- DIRECTIVES -
a – In the Top K Frequent Words write-up, rewrite the paragraph that begins "We can use a HashMap" as a short list that keeps its main facts.
b – Answer these questions from the Top K Frequent Words write-up:
(i) On what date was the post published?
(ii) What does the code return when the length of words is 0?
(iii) What cost does the write-up give for sorting the list?
c – Carry on the Top K Frequent Words write-up from its final sentence.

** start of PROVIDED TEXT **

*692. Top K Frequent Words

Borris發表於2019-10-29

解法一 Override Collections.sort()

思路

We can use a HashMap to count the frequnecy of each word, and then add then into a list.
When sorting the list, override the sorting rules according to requirements. We sort the list by descending order, and if two Strings has equal frequency, the lower alphabetical order comes first.
After sorting, we take a sublist of the sorted list.

程式碼
class Solution {
    public List<String> topKFrequent(String[] words, int k) {
        List<String> res = new ArrayList<>();
        if (words.length == 0 || words == null) return res;

        HashMap<String, Integer> map = new HashMap<>();
        for (String word : words) {
            map.put(word, map.getOrDefault(word, 0) + 1);
        }

        Set<Map.Entry<String, Integer>> set = map.entrySet();

        for (Map.Entry<String, Integer> s : set) {
            res.add(s.getKey());
        }

        Collections.sort(res, new Comparator<String>() {
            @Override
            public int compare(String a, String b) {
                if (map.get(a) == map.get(b)) {
                    return a.compareTo(b);
                }
                return map.get(b) - map.get(a);
            }
        });

        return res.subList(0, k);
    }
}
複雜度分析

時間複雜度
Counting the frequence for each word costs O(n), adding the word to list costs O(n), and sort the list costs O(nlogn).

** end of PROVIDED TEXT **
** start of DATA SUPPLIED **

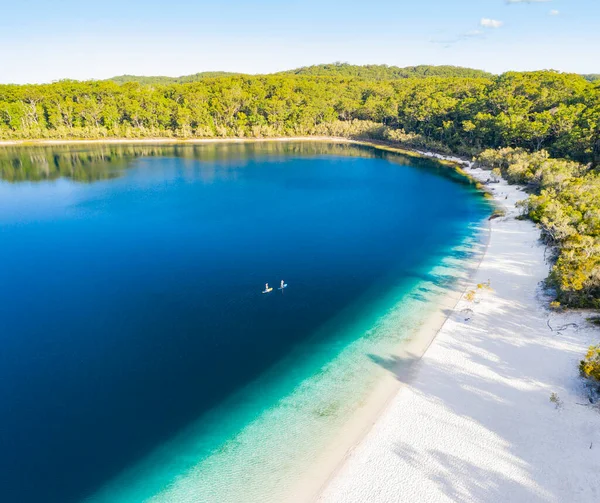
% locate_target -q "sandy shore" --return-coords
[0,137,600,503]
[0,136,352,147]
[317,161,600,503]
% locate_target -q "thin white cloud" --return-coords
[479,17,504,28]
[506,0,552,4]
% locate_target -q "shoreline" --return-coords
[0,137,500,503]
[313,160,600,503]
[286,219,491,503]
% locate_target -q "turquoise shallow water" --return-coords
[0,143,488,502]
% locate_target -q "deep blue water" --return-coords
[0,143,487,503]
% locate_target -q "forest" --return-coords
[0,63,600,307]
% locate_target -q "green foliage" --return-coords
[281,62,493,80]
[107,72,242,85]
[478,148,600,308]
[0,70,600,162]
[0,63,600,307]
[550,392,563,410]
[579,346,600,382]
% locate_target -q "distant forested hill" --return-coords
[107,63,493,84]
[106,72,242,84]
[281,63,492,80]
[0,68,600,307]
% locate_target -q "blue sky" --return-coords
[0,0,600,83]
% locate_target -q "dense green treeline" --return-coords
[0,72,600,162]
[478,148,600,308]
[0,71,600,307]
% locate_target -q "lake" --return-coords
[0,142,489,503]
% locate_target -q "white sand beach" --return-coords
[318,159,600,503]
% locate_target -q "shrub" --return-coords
[579,345,600,383]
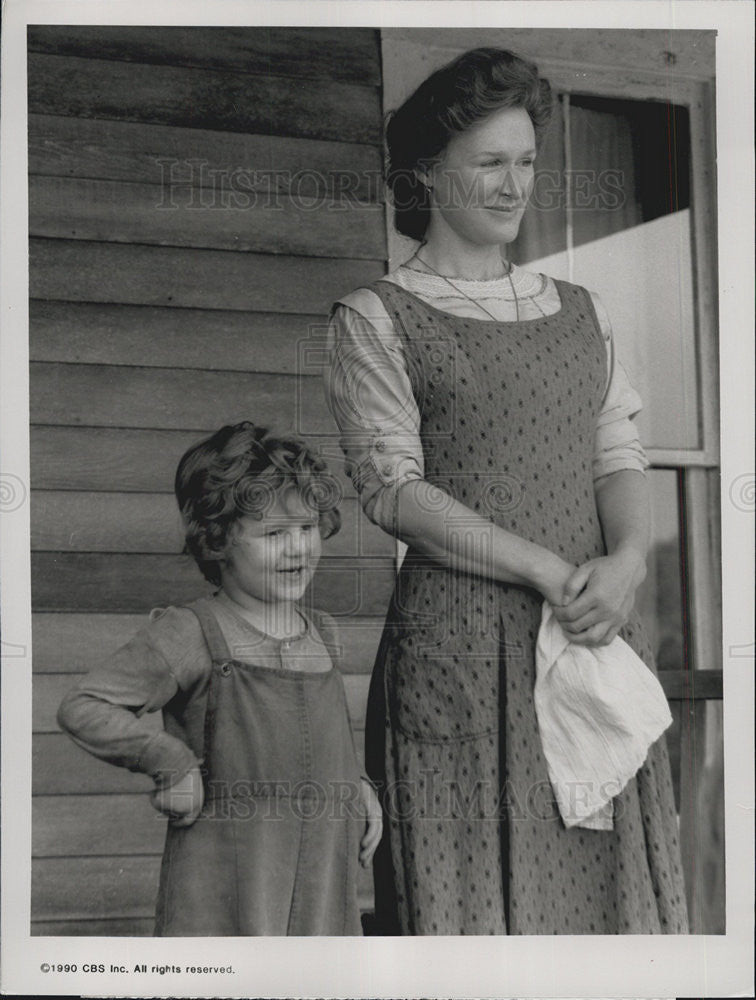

** end of DATA SUPPLIED **

- RESPONSES -
a –
- Count how often each word appears with a HashMap, then add the words to a list.
- Sort the list by custom rules: descending order of frequency, and when two strings have equal frequency, the lower alphabetical order comes first.
- Take a sublist of the sorted list.

b –
(i) 2019-10-29
(ii) An empty list (res)
(iii) O(nlogn)

c –
空間複雜度
O(n) because we use a HashMap to count the frequency.

解法二

思路

Use the HashMap to count frequency for each word. Initialize a priority queue to sort the top k words. Override the rules for sorting - Worst frequent word at the top, if frequency is the same, the word with higher alphabetical comes first. So we can always poll the first element to keep the pq with size k.
Use a LinekdList to store the result. Always add the polled top element to the head of LinkedList.

程式碼
class Solution {
    public List<String> topKFrequent (String[] words, int k) {
        HashMap<String, Integer> map = new HashMap<>();
        for (String word : words) {
            map.put(word, map.getOrDefault(word, 0) + 1);
        }
        PriorityQueue<String> pq = new PriorityQueue<>((a, b) -> map.get(a).equals(map.get(b)) ? b.compareTo(a) : map.get(a) - map.get(b));

        for (String word : map.keySet()) {
            pq.offer(word);
            if (pq.size() > k) {
                pq.poll();
            }
        }

        List<String> res = new LinkedList<>();
        while(!pq.isEmpty()) {
            res.add(0, pq.poll());
        }

        return res;
    }
}
複雜度分析

時間複雜度
O(nlogk), because when add elements to pq, it takes O(logk) and we add words n times.
空間複雜度
O(n)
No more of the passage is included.